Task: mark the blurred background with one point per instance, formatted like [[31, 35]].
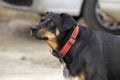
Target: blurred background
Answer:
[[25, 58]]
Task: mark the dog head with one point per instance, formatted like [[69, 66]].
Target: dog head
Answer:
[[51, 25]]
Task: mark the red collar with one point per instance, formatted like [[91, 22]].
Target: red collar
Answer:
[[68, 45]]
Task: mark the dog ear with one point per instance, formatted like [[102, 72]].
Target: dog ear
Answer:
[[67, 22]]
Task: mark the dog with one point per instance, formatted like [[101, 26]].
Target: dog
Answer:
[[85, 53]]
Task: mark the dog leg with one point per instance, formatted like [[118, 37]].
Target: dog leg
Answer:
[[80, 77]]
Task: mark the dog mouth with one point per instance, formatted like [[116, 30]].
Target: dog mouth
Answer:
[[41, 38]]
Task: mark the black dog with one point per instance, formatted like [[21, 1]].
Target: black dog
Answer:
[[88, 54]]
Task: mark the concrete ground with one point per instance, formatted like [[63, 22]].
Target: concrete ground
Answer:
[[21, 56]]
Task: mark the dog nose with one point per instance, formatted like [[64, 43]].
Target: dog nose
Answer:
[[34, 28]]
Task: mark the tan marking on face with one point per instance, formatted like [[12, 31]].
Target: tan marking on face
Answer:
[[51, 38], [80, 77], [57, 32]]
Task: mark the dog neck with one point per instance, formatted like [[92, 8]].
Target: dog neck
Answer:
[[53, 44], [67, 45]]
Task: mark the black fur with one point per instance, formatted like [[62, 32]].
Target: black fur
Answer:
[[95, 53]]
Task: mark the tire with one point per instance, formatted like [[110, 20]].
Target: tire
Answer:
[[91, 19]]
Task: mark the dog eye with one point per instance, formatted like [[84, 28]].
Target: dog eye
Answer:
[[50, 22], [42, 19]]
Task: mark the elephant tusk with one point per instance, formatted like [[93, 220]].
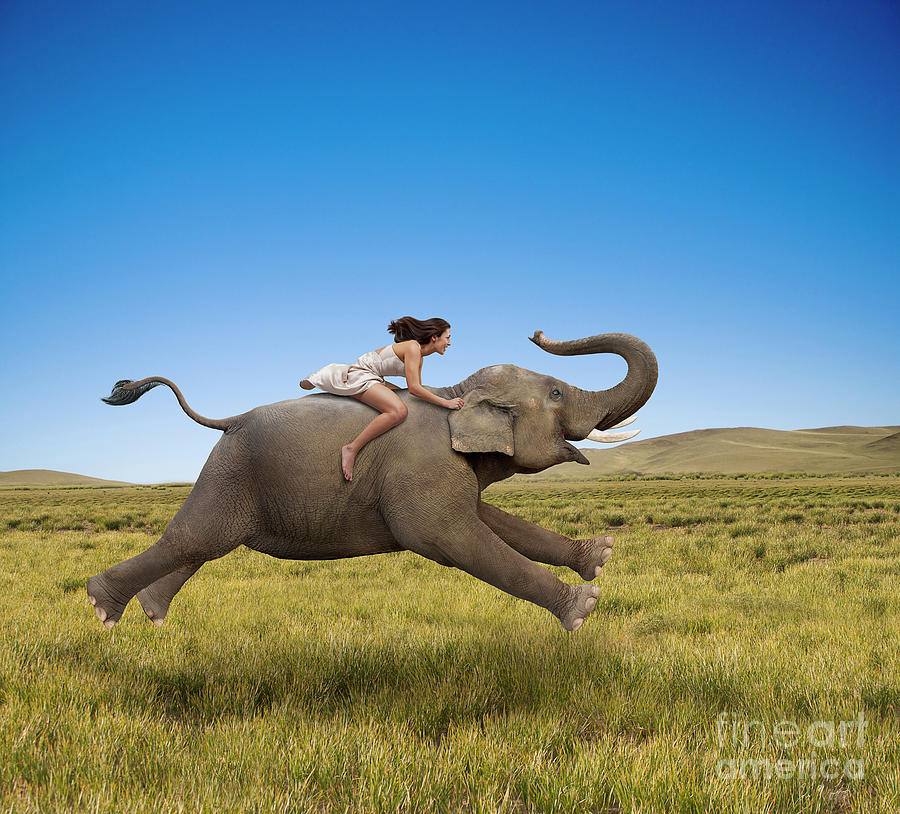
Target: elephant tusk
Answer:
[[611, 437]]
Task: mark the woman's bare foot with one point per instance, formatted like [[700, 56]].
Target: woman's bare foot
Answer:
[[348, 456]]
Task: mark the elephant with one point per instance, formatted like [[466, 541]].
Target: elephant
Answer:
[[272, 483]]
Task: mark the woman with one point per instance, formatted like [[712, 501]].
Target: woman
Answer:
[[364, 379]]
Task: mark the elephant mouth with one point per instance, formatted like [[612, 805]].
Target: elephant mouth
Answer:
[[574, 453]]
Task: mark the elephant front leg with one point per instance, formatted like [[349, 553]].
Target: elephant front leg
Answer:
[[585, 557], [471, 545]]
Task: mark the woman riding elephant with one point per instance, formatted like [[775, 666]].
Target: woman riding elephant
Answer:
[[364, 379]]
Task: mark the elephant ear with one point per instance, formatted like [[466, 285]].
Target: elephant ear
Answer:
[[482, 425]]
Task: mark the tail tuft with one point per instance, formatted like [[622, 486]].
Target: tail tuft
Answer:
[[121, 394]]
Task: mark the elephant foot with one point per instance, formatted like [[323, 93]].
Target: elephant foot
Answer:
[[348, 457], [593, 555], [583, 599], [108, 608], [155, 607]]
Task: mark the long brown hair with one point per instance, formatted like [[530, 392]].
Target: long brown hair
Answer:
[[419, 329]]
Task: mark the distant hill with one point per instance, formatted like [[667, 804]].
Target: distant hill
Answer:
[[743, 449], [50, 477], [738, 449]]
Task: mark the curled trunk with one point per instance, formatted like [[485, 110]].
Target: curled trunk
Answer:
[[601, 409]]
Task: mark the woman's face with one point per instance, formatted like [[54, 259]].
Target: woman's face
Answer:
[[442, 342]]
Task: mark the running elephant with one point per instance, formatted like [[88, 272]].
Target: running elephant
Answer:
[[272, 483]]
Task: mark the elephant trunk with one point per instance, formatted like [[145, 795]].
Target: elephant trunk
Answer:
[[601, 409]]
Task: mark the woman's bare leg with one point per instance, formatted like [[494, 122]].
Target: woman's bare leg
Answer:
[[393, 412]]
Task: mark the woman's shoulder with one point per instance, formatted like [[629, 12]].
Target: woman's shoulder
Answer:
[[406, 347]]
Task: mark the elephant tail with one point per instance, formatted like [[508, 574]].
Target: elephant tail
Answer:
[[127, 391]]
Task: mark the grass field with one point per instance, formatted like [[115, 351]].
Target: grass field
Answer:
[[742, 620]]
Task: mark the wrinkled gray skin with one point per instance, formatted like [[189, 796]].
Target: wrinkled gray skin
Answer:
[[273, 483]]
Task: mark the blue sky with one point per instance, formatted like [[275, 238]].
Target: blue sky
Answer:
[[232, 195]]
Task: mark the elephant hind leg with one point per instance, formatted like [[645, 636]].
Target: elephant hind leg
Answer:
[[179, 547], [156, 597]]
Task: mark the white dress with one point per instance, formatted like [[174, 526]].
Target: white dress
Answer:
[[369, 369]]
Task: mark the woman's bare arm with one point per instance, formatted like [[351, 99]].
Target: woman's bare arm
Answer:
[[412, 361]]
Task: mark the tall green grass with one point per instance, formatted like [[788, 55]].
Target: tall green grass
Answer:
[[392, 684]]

--

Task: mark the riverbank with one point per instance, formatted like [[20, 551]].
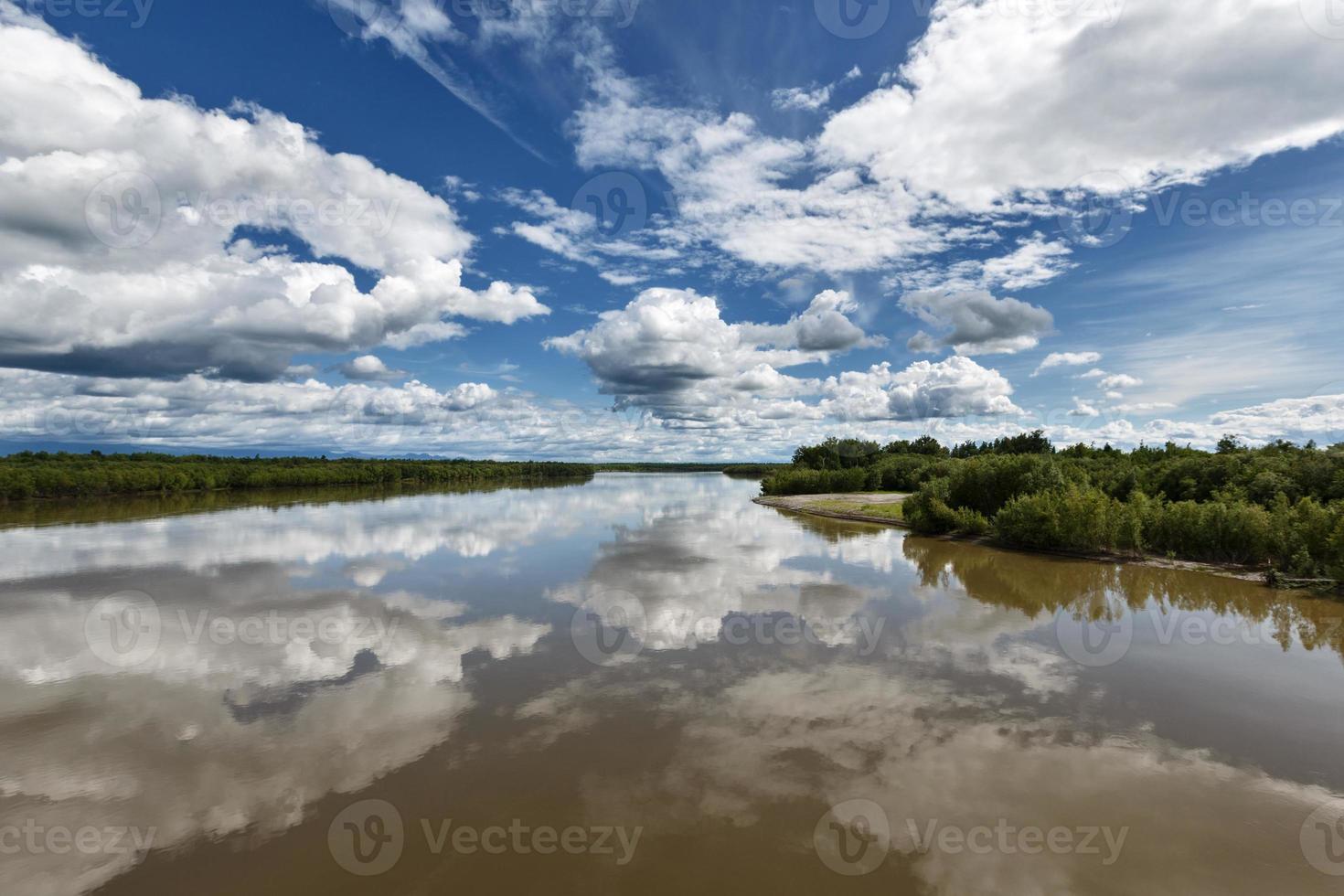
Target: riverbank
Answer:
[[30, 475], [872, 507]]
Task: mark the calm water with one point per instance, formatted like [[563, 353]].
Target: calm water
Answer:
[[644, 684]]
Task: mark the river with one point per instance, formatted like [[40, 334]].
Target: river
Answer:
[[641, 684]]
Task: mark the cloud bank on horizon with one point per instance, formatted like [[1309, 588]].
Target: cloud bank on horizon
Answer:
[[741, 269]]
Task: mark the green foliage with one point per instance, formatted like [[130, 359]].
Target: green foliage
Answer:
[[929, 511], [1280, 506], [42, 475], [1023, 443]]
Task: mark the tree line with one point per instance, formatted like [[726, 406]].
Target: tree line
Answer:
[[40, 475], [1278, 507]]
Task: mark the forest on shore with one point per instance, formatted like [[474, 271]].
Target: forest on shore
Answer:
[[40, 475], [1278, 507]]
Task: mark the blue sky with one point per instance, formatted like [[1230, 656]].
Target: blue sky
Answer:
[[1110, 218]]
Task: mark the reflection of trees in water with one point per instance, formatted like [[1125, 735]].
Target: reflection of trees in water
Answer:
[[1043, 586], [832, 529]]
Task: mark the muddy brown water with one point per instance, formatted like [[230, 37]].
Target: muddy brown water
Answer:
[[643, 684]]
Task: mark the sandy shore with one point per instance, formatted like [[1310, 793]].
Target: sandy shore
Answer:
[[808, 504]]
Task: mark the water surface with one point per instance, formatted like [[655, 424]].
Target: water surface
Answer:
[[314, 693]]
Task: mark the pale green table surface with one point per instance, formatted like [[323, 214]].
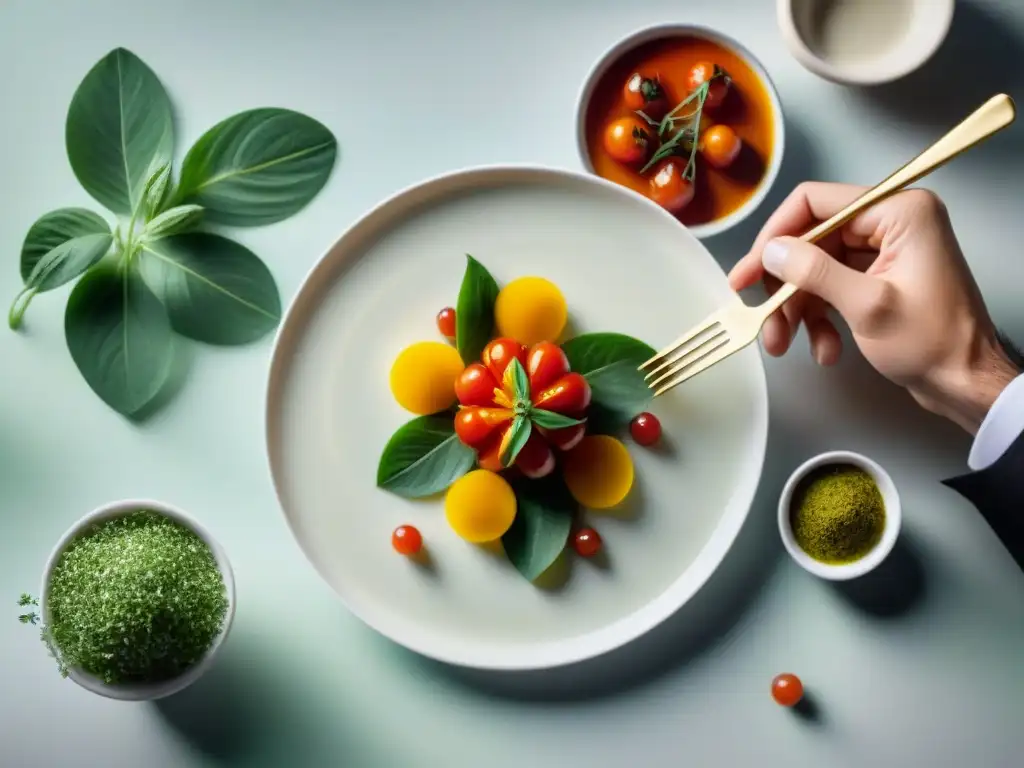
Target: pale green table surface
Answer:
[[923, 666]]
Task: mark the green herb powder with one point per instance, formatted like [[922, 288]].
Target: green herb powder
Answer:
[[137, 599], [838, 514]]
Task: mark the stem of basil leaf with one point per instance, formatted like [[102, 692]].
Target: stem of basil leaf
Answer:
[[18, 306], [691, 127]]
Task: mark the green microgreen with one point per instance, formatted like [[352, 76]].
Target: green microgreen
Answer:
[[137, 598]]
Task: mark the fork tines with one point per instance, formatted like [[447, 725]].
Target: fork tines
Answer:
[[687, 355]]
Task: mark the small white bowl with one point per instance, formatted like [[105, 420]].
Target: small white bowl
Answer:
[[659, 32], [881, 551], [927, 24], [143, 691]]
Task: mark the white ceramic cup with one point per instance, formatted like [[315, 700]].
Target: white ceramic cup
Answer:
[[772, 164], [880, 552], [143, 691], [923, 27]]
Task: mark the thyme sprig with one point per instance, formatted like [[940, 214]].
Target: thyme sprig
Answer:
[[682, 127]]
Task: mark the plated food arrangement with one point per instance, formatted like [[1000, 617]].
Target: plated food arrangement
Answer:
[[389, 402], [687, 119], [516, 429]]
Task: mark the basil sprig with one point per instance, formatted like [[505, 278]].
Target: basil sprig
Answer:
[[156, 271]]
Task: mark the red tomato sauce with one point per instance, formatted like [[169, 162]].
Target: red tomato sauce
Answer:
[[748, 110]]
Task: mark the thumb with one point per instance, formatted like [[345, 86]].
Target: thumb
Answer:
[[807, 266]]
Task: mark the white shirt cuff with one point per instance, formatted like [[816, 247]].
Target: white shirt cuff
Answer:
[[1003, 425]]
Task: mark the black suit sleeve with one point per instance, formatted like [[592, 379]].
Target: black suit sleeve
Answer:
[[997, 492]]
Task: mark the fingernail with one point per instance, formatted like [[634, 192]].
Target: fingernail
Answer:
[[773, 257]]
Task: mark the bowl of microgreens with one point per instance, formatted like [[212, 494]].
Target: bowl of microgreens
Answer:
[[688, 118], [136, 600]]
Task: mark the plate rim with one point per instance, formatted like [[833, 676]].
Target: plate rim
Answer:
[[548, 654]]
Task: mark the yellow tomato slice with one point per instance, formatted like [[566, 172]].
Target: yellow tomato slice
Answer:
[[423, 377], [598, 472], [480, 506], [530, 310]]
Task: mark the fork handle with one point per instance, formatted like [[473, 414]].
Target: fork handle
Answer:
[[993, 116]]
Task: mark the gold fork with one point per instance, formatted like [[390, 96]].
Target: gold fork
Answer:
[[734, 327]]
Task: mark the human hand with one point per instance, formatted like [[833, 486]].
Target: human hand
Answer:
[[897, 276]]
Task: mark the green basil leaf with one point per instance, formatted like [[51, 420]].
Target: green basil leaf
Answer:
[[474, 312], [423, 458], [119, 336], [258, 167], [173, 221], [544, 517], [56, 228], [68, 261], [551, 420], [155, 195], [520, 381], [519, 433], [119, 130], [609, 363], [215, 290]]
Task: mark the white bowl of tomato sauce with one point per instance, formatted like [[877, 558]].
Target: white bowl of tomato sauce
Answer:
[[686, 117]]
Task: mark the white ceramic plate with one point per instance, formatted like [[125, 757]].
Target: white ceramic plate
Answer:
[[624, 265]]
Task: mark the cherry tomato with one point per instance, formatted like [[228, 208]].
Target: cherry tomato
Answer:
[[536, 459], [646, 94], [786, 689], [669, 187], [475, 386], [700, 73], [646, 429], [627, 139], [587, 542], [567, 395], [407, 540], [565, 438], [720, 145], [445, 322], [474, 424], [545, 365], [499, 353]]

#### What to do
Could you set down, exactly as written, the lines above between the one holding "Target: black fur" and the one holding "Task: mark the elephant tusk", inclusive, and nothing more?

#### Response for this exercise
Target: black fur
Answer:
[[95, 53]]
Task: mark the tire with one point per instance, formatted like [[110, 20]].
Target: tire
Answer:
[[91, 19]]
Task: mark the dog eye with one point per instance, formatted like [[84, 28]].
Target: dog eye
Answer:
[[50, 22], [42, 19]]
Task: mark the elephant tusk with one point per instance, formatted like [[93, 220]].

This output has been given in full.